● Exercise: Word for word, repeat all the entries below, but without the pictures.
▬▬▬▬▬▬▬▬▬▬
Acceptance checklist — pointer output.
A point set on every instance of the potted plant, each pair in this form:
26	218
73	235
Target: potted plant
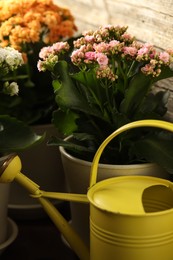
27	26
109	82
14	136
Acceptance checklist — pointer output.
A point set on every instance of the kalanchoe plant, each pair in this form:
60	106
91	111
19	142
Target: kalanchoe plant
27	26
107	83
14	134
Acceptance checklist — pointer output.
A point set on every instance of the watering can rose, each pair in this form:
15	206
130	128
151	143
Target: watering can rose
104	82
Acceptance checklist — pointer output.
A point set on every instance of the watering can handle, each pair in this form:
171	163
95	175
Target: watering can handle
141	123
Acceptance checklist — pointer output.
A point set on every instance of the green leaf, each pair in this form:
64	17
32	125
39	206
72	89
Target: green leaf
16	136
137	89
70	96
67	119
157	150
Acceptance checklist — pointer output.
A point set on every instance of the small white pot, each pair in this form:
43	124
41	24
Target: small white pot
43	165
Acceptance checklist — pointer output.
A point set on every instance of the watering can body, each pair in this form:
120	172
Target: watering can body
131	218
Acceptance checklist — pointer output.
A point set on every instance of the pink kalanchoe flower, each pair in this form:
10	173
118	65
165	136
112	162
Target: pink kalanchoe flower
90	55
132	51
60	46
101	47
164	57
45	52
102	59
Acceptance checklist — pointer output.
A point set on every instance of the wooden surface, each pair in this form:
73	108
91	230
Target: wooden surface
39	239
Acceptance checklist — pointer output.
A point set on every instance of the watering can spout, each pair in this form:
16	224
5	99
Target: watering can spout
10	169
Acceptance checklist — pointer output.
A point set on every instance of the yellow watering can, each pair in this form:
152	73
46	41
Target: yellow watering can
131	218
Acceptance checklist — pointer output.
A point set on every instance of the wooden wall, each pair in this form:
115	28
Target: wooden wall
149	20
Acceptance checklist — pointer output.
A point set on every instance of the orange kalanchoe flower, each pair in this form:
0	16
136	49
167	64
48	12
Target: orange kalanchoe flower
32	21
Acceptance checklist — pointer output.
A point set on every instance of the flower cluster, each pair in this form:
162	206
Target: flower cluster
27	26
108	82
10	60
32	21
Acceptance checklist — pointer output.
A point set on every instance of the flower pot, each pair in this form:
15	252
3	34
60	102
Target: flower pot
77	173
43	165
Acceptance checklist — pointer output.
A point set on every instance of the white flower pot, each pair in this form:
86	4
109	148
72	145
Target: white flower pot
77	173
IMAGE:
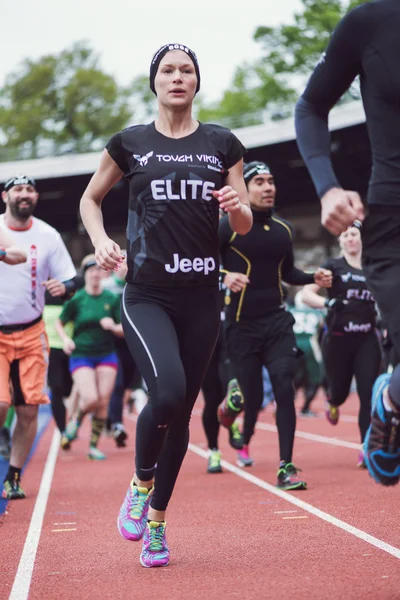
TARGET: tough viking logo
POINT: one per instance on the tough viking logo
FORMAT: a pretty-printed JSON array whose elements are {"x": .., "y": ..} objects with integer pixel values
[{"x": 143, "y": 160}]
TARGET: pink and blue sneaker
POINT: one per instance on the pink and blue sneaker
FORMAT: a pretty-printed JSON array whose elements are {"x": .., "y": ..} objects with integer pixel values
[
  {"x": 132, "y": 516},
  {"x": 155, "y": 551},
  {"x": 382, "y": 440}
]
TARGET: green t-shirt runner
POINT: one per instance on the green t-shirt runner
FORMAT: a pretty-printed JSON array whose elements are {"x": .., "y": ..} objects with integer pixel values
[{"x": 86, "y": 311}]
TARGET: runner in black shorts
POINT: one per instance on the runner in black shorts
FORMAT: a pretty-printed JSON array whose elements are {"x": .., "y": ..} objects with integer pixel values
[
  {"x": 180, "y": 172},
  {"x": 366, "y": 43},
  {"x": 350, "y": 347},
  {"x": 259, "y": 330}
]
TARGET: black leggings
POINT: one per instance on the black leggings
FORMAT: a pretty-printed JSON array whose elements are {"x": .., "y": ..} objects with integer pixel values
[
  {"x": 214, "y": 389},
  {"x": 60, "y": 384},
  {"x": 347, "y": 356},
  {"x": 171, "y": 333},
  {"x": 270, "y": 342}
]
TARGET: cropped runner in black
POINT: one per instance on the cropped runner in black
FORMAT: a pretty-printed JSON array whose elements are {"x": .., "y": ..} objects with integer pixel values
[
  {"x": 350, "y": 347},
  {"x": 365, "y": 43},
  {"x": 180, "y": 173},
  {"x": 259, "y": 329}
]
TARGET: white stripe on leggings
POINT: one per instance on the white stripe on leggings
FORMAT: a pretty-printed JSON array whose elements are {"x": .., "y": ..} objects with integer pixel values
[{"x": 138, "y": 334}]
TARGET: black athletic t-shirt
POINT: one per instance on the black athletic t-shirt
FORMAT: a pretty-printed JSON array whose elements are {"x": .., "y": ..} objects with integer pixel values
[
  {"x": 359, "y": 315},
  {"x": 365, "y": 43},
  {"x": 172, "y": 227}
]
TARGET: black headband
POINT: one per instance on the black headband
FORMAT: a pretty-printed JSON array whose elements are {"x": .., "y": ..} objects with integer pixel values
[
  {"x": 19, "y": 180},
  {"x": 254, "y": 168},
  {"x": 159, "y": 55}
]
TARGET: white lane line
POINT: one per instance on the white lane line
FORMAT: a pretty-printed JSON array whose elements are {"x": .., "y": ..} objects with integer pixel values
[
  {"x": 22, "y": 581},
  {"x": 313, "y": 437},
  {"x": 362, "y": 535},
  {"x": 322, "y": 439}
]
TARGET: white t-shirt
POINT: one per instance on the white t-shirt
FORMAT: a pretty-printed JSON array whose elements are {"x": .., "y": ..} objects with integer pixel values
[{"x": 21, "y": 289}]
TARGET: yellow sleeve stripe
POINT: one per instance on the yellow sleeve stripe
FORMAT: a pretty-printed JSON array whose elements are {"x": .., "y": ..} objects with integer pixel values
[{"x": 283, "y": 225}]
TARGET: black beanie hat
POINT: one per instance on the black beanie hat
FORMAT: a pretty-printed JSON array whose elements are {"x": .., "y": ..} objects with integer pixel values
[
  {"x": 19, "y": 180},
  {"x": 159, "y": 55},
  {"x": 254, "y": 168}
]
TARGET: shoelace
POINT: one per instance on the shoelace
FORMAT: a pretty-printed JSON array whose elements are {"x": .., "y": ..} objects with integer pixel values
[
  {"x": 235, "y": 432},
  {"x": 156, "y": 538},
  {"x": 291, "y": 470},
  {"x": 214, "y": 460},
  {"x": 139, "y": 502}
]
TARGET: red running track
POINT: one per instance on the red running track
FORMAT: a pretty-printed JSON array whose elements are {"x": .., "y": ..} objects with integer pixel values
[{"x": 229, "y": 537}]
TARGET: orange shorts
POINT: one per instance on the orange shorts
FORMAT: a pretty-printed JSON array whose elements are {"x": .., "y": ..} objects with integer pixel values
[{"x": 24, "y": 359}]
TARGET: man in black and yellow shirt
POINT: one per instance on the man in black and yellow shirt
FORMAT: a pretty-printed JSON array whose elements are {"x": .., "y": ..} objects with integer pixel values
[{"x": 259, "y": 329}]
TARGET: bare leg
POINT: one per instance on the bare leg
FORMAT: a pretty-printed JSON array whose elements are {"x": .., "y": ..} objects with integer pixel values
[{"x": 24, "y": 434}]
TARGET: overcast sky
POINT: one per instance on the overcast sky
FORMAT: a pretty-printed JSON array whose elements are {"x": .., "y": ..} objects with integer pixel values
[{"x": 127, "y": 32}]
▬▬▬▬▬▬▬▬▬▬
● Expected output:
Acceptance checklist — pointer output.
A point set on every instance of the potted plant, each pair in this form:
26	218
73	235
Target: potted plant
27	26
109	82
14	136
Acceptance checklist — pointer output.
A point set on every instance of the kalanchoe plant, each pair in this form:
60	106
91	111
19	142
Target: kalanchoe plant
27	26
107	83
14	134
Acceptance checklist — pointer output.
A point set on every instance of the watering can rose, each pair in this form:
15	206
130	128
151	143
Target: watering can rose
104	82
Acceptance checklist — pointer output.
A point set on every instance of the watering can handle, each pair in this form:
171	163
95	175
Target: watering can handle
141	123
Acceptance checklist — pointer output.
A point set on every instance of the green leaf, each pair in this form:
64	17
32	125
39	206
72	89
Target: green leaf
16	136
137	89
70	96
67	119
157	150
Acceptance checklist — pointer output.
A point set on every instance of the small white pot, each pair in this form:
43	124
41	24
Target: small white pot
43	165
Acceptance checklist — pointer output.
A point set on every instance of the watering can body, each pair in this form:
120	172
Target: watering can body
131	218
Acceptance checklist — pointer output.
A point set on every instance of the pink kalanchoe flower, each pair in this form:
10	173
118	65
165	136
112	162
Target: pink kalanchoe flower
90	55
132	51
60	46
101	47
164	57
45	52
102	59
Acceptance checklist — pointer output.
A point set on every instance of the wooden surface, each pair in this form:
73	108
91	230
Target: wooden surface
39	239
Acceptance checklist — pointer output.
A point set on every instance of the watering can spout, each pair in this form:
16	224
5	99
Target: watering can spout
10	169
Acceptance checklist — pointer output.
A point set on every instance of the yellow watering can, each pair in this form:
152	73
46	41
Target: yellow watering can
131	218
Acceptance checklist — pointer output.
A point set on every instance of the wooden wall, each pair in this form:
115	28
Target: wooden wall
149	20
Acceptance checklist — pointer output.
A point set on every instance of the orange kalanchoe flower, each pair in this form:
0	16
136	49
167	64
48	12
Target: orange kalanchoe flower
32	21
Acceptance checklist — pointer output.
A point set on every instance of the flower cluster, each pair in this form:
162	206
Target: flower cluster
27	26
108	82
10	60
32	21
Acceptance checklist — pointer output.
A point set on every instance of the flower pot, each pair in this form:
15	252
3	34
60	102
Target: flower pot
77	173
43	165
Acceptance checklist — pointer output.
A point set on every instance of the white flower pot, each pair in this form:
86	4
109	148
72	145
Target: white flower pot
77	173
IMAGE:
TARGET: tough viking logo
POINT: one per instance on the tough viking logo
FORMAT: a pretty-printed JSON array whose elements are {"x": .., "y": ..} objects with integer pixel values
[{"x": 143, "y": 160}]
TARGET: pink and blue sneaker
POINT: one per instance on the pink and blue sneaker
FORMAT: a pretty-printed JSON array whose elements are {"x": .., "y": ..} objects with integer pixel values
[
  {"x": 132, "y": 516},
  {"x": 155, "y": 551},
  {"x": 382, "y": 440}
]
TARGET: green t-shirt runner
POINT: one per instance on the green t-shirt runner
FORMAT: a pretty-printed JSON array whose elements are {"x": .., "y": ..} objects with integer pixel values
[{"x": 86, "y": 311}]
TARGET: runner in black shorts
POINT: one per instance on the runner in black shorts
FORMAT: a pretty-printed JSON array whose elements are {"x": .., "y": ..} objects with integer pixel values
[
  {"x": 180, "y": 172},
  {"x": 366, "y": 43},
  {"x": 350, "y": 347},
  {"x": 259, "y": 330}
]
TARGET: black leggings
POINT: one per instance on the black leggings
FORMAT: a pretty-printed JSON array whose elements are {"x": .., "y": ..} objects with integer pixel values
[
  {"x": 214, "y": 389},
  {"x": 60, "y": 384},
  {"x": 347, "y": 356},
  {"x": 171, "y": 333},
  {"x": 270, "y": 342}
]
TARGET: cropped runner in black
POINT: one per instance on the cropped runner in black
FORMAT: a pretty-printed JSON array whose elements are {"x": .., "y": ..} objects with integer pixel values
[
  {"x": 350, "y": 347},
  {"x": 365, "y": 43},
  {"x": 180, "y": 173},
  {"x": 259, "y": 329}
]
TARGET: white stripe on leggings
POINT: one per instance on the white stripe on leggings
FORMAT: a pretty-printed JSON array whose elements are {"x": .., "y": ..} objects with integer pixel values
[{"x": 138, "y": 334}]
TARGET: black athletic t-shirt
POINT: one per instance on the black athletic t-shirt
FORMAT: a pretty-printed JSON array whose elements are {"x": .., "y": ..} objects with integer pixel values
[
  {"x": 359, "y": 315},
  {"x": 365, "y": 43},
  {"x": 172, "y": 227}
]
TARGET: black headband
POINT: one per instance on the black headband
FORMAT: a pretty-printed JSON array whose elements are {"x": .., "y": ..} objects with integer pixel values
[
  {"x": 19, "y": 180},
  {"x": 254, "y": 168},
  {"x": 159, "y": 55}
]
TARGET: white lane line
POINT: one per instance on the white lane line
FORMAT: a pretty-printed JSON array whose elements are {"x": .., "y": ..} objects with integer pixel values
[
  {"x": 22, "y": 581},
  {"x": 313, "y": 437},
  {"x": 362, "y": 535},
  {"x": 322, "y": 439}
]
TARGET: white t-shirt
POINT: one per instance on the white t-shirt
FORMAT: a pretty-printed JSON array whose elements are {"x": .., "y": ..} objects with integer pixel values
[{"x": 21, "y": 289}]
TARGET: yellow sleeve stripe
POINT: one per instance on the yellow sleeve stripe
FORMAT: a pretty-printed JSON array whose elements are {"x": .., "y": ..} objects with integer pixel values
[{"x": 283, "y": 225}]
TARGET: black beanie hat
POINT: one per instance on the black beanie hat
FORMAT: a pretty-printed JSON array whose elements are {"x": .., "y": ..} objects with integer pixel values
[
  {"x": 19, "y": 180},
  {"x": 159, "y": 55},
  {"x": 254, "y": 168}
]
TARGET: shoelace
POINT: one per instance on the shoelace
FORMAT: a pretty-printed JSON array whose elements are {"x": .., "y": ..} objects with integer pixel values
[
  {"x": 235, "y": 432},
  {"x": 156, "y": 538},
  {"x": 291, "y": 470},
  {"x": 214, "y": 460},
  {"x": 139, "y": 502}
]
TARGET: red running track
POINT: one per instance on the red running track
FORMAT: a pretty-printed JSON array whose elements are {"x": .., "y": ..} objects with integer pixel values
[{"x": 229, "y": 537}]
TARGET: orange shorts
POINT: one per instance on the orange shorts
FORMAT: a pretty-printed JSON array whose elements are {"x": .., "y": ..} objects with integer pixel values
[{"x": 24, "y": 359}]
TARGET: man in black and yellow shirt
POINT: one per instance on the man in black and yellow shirt
FORMAT: a pretty-printed JSON array whose elements are {"x": .., "y": ..} objects with integer pixel values
[{"x": 259, "y": 329}]
TARGET: bare leg
POINT: one per instance on the bare leg
FORMAT: a pretty-printed JSON array whose elements are {"x": .., "y": ..} objects with integer pixel values
[{"x": 24, "y": 434}]
TARGET: overcast sky
POINT: one per instance on the overcast sky
FORMAT: a pretty-printed JSON array whose elements are {"x": .., "y": ..} objects with integer pixel values
[{"x": 127, "y": 32}]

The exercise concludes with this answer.